[RECORD EXCERPTS]
=== Begin Enclosure ===

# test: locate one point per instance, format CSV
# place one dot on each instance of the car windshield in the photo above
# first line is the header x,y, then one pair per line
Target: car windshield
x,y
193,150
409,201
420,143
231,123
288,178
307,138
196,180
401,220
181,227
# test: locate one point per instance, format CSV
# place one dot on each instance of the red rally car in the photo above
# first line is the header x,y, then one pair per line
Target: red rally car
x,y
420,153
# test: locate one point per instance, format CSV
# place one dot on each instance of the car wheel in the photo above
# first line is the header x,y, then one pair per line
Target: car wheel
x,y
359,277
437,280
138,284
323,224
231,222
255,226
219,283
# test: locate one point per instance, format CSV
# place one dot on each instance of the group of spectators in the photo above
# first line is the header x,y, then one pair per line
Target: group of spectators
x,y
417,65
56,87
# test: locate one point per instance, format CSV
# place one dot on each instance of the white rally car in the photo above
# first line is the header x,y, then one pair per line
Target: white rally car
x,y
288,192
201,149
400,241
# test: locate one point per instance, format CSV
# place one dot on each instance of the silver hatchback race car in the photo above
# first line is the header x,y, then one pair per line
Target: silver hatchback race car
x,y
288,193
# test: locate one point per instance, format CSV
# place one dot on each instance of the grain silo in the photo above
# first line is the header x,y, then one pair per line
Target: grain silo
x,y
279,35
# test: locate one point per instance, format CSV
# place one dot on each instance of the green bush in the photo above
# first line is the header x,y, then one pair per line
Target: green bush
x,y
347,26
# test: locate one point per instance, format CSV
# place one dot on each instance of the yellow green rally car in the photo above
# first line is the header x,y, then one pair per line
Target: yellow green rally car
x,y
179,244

=== End Enclosure ===

Each line from the one containing "# place one dot on each instance of the grain" down to the last line of the material above is to be transcribed exactly, with nothing else included.

[REPLY TO THE TASK]
# place one dot on each instance of the grain silo in the photo above
# first line is the header x,y, then one pair per line
Target: grain silo
x,y
279,35
# test: locate one point per instance, format CSV
# place one dot on each instance of the green bush in the photo above
# first line is the header x,y, then one pair per line
Target: green bush
x,y
347,26
# test: locate one point per instance, format CSV
# place one dot on each instance of the yellow green rally car in the photo above
# first line is the header x,y, then one pair per line
Target: yellow green rally car
x,y
179,244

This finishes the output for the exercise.